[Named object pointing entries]
————
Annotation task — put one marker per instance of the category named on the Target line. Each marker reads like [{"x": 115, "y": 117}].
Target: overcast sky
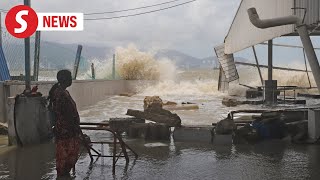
[{"x": 193, "y": 28}]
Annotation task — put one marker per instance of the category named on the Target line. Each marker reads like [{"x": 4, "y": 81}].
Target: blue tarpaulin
[{"x": 4, "y": 70}]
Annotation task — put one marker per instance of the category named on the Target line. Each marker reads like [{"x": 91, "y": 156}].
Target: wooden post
[
  {"x": 258, "y": 66},
  {"x": 305, "y": 62},
  {"x": 27, "y": 56},
  {"x": 114, "y": 67},
  {"x": 76, "y": 63},
  {"x": 36, "y": 57},
  {"x": 270, "y": 54},
  {"x": 0, "y": 29},
  {"x": 93, "y": 72}
]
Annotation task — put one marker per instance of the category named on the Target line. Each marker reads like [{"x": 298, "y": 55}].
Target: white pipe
[{"x": 303, "y": 33}]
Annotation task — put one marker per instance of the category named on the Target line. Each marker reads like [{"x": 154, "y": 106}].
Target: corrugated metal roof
[
  {"x": 4, "y": 70},
  {"x": 242, "y": 34},
  {"x": 227, "y": 63}
]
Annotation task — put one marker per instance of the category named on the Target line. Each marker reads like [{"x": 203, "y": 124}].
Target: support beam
[
  {"x": 274, "y": 67},
  {"x": 36, "y": 57},
  {"x": 0, "y": 29},
  {"x": 257, "y": 62},
  {"x": 305, "y": 63},
  {"x": 270, "y": 54},
  {"x": 114, "y": 67},
  {"x": 27, "y": 56}
]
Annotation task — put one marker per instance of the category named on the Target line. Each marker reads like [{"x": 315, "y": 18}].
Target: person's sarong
[{"x": 67, "y": 152}]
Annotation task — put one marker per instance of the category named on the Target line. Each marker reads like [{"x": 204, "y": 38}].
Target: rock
[
  {"x": 3, "y": 130},
  {"x": 158, "y": 131},
  {"x": 245, "y": 135},
  {"x": 181, "y": 107},
  {"x": 187, "y": 103},
  {"x": 193, "y": 134},
  {"x": 169, "y": 103},
  {"x": 270, "y": 128},
  {"x": 138, "y": 130},
  {"x": 230, "y": 102},
  {"x": 122, "y": 124},
  {"x": 225, "y": 126},
  {"x": 161, "y": 116},
  {"x": 127, "y": 94},
  {"x": 152, "y": 103}
]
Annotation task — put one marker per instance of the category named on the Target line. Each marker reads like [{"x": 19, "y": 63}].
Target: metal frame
[{"x": 117, "y": 139}]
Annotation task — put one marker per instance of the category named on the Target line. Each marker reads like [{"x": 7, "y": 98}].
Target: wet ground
[
  {"x": 174, "y": 160},
  {"x": 170, "y": 160}
]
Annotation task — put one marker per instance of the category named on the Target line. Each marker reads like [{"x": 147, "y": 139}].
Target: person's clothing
[
  {"x": 66, "y": 155},
  {"x": 66, "y": 130},
  {"x": 66, "y": 114}
]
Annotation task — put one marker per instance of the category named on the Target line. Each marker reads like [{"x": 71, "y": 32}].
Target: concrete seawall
[{"x": 84, "y": 92}]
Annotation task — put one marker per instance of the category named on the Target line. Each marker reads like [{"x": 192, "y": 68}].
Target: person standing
[{"x": 67, "y": 130}]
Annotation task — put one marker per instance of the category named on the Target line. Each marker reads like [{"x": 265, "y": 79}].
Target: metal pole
[
  {"x": 93, "y": 72},
  {"x": 77, "y": 61},
  {"x": 27, "y": 56},
  {"x": 114, "y": 67},
  {"x": 258, "y": 66},
  {"x": 305, "y": 62},
  {"x": 36, "y": 57},
  {"x": 0, "y": 29},
  {"x": 270, "y": 60},
  {"x": 311, "y": 55}
]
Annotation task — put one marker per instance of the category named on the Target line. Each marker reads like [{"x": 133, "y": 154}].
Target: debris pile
[
  {"x": 269, "y": 125},
  {"x": 153, "y": 111},
  {"x": 3, "y": 129}
]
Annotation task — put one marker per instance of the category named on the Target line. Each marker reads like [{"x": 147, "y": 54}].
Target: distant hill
[{"x": 58, "y": 56}]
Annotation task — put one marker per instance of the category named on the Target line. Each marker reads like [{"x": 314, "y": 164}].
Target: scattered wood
[{"x": 163, "y": 116}]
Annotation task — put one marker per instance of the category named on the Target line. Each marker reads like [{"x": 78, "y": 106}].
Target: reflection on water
[
  {"x": 171, "y": 160},
  {"x": 174, "y": 160}
]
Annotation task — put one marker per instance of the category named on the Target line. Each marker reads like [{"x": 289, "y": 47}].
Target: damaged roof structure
[{"x": 243, "y": 34}]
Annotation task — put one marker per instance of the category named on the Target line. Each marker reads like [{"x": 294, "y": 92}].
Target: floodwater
[
  {"x": 174, "y": 160},
  {"x": 171, "y": 160}
]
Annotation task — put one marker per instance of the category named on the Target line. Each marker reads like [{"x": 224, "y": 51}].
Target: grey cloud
[{"x": 194, "y": 28}]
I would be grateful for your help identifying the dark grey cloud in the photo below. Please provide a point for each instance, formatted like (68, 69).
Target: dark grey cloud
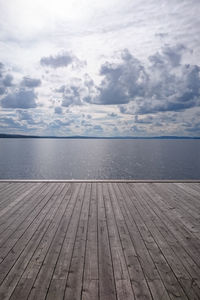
(165, 84)
(58, 110)
(58, 123)
(27, 117)
(57, 61)
(122, 81)
(169, 55)
(20, 99)
(9, 122)
(61, 89)
(7, 80)
(97, 128)
(2, 90)
(72, 95)
(30, 82)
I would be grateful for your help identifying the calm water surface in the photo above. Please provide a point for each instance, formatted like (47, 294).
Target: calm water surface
(99, 159)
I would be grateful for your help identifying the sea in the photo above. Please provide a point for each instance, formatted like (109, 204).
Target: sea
(99, 158)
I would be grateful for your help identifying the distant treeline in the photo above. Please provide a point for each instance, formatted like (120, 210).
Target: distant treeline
(19, 136)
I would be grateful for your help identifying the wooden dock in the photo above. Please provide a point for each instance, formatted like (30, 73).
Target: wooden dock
(99, 240)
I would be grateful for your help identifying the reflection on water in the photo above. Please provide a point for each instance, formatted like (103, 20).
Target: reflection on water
(99, 159)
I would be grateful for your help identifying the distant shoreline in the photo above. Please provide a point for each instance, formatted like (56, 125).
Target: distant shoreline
(18, 136)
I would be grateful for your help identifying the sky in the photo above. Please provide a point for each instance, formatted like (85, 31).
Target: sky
(100, 68)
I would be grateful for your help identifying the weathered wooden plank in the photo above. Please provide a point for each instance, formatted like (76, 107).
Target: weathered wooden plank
(91, 270)
(157, 247)
(107, 287)
(59, 279)
(37, 276)
(137, 278)
(15, 263)
(168, 234)
(75, 276)
(120, 269)
(152, 275)
(99, 240)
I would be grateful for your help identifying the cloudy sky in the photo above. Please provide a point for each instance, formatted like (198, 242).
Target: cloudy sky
(103, 68)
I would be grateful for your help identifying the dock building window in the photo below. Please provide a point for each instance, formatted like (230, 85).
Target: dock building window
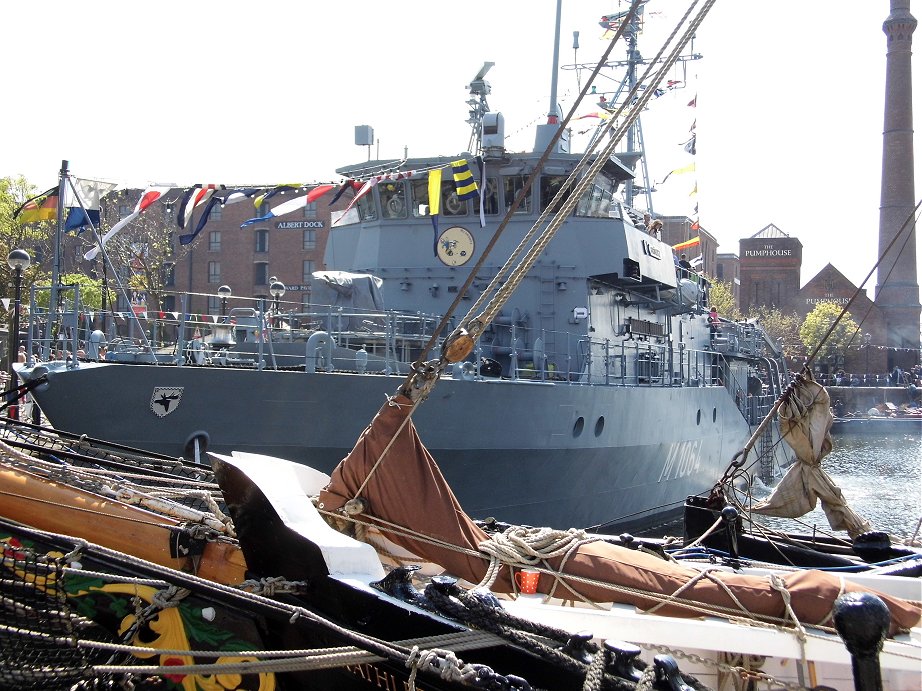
(512, 185)
(262, 240)
(261, 273)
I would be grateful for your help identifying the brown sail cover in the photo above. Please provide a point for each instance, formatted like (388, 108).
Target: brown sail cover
(408, 489)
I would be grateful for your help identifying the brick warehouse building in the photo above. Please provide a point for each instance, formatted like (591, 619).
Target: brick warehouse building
(770, 264)
(288, 248)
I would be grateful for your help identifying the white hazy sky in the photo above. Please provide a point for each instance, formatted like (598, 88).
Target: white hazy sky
(789, 93)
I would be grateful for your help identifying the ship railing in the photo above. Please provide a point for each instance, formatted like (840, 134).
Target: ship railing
(624, 362)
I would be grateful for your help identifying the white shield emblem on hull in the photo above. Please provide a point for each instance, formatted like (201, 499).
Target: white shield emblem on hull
(165, 399)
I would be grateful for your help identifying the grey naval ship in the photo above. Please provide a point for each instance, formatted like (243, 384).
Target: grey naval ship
(599, 396)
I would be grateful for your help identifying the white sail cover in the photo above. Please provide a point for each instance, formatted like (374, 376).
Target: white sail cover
(805, 420)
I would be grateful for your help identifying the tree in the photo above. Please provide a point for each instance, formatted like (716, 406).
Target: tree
(140, 252)
(783, 328)
(816, 336)
(720, 295)
(34, 238)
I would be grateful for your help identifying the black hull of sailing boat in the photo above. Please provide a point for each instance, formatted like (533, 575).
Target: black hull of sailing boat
(217, 618)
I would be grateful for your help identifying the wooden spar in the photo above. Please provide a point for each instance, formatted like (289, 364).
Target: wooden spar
(47, 505)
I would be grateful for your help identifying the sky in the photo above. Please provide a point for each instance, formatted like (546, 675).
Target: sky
(789, 98)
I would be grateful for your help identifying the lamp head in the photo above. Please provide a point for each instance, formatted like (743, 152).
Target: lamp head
————
## To do
In the records above, return only the line that contains "I would be grateful for your help identifying the tree" and every line after it through the last, exactly as they appear.

## The completed task
I would be grateful for your help identifying the tree in the photo above. Please provide a point for each instance, formatted like (716, 406).
Target: tree
(140, 252)
(783, 328)
(816, 336)
(720, 295)
(34, 238)
I would be grateful for your help identifying the black hull of sailing boat in the photo above. Please provide a point for each instance, formatted like (533, 575).
Target: black hull of sailing boat
(217, 618)
I would be grateful for your help identifying the wooden spar in the photo above. Please provide a point for each instance, formatted like (289, 364).
Target: wooden spar
(47, 505)
I would be grateful for your help identifying the sky in the photo above. Please provide a point for each instance, formatted like (546, 675).
Target: sky
(789, 98)
I would be grateful for your help identifying the lamp head in the photo above. Please provide a point for each instance, formatted like (743, 152).
Target: lamp head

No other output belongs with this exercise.